Transcribe the entries below word for word, covering only the stretch from the line that contains "Locate the grass" through the line that contains "column 54, row 46", with both of those lines included.

====== EXTRACTED DATA

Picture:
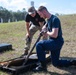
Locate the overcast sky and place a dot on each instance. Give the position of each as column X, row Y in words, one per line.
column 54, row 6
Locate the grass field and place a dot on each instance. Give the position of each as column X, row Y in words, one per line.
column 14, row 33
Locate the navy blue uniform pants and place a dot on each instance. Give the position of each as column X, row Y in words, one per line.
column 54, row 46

============
====== EXTRACTED DATA

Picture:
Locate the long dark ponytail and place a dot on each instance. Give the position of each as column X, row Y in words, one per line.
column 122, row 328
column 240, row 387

============

**THE OUTPUT:**
Locate the grass field and place a dot on each instance. Give the position of each as column X, row Y in words, one per line.
column 14, row 33
Locate the navy blue uniform pants and place a dot on each instance. Give the position of each as column X, row Y in words, one per line.
column 54, row 46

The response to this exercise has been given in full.